Keep the pictures out, please, and set down every record exactly.

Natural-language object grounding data
● ● ● ● ● ● ●
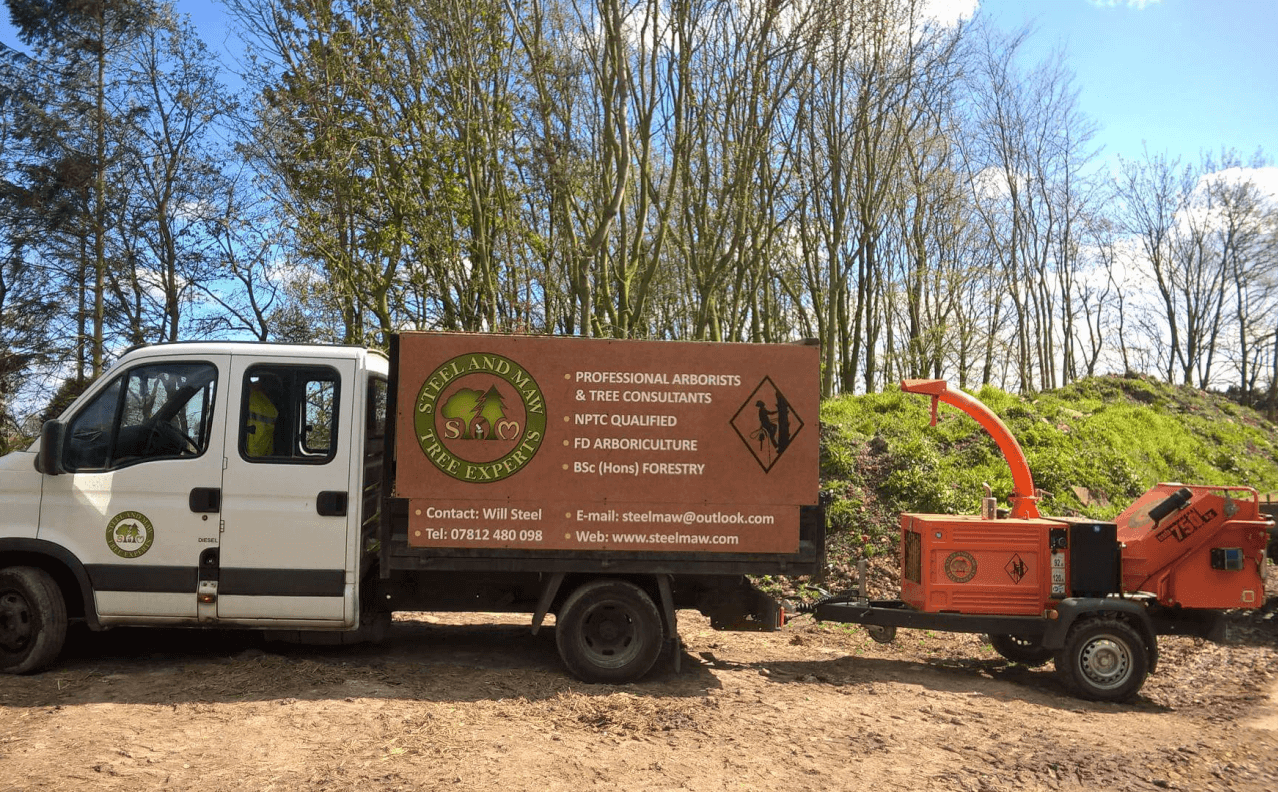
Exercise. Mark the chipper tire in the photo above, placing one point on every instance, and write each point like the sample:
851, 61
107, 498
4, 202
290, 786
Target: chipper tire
32, 620
1026, 650
1103, 659
608, 631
● ● ● ● ● ● ●
Your solution
Exercise. Mark the chipper tire in the photo above, placing one point on every instance, and write each point like the sample:
851, 61
107, 498
4, 202
290, 786
Target: chipper tire
32, 620
1026, 650
1103, 659
608, 631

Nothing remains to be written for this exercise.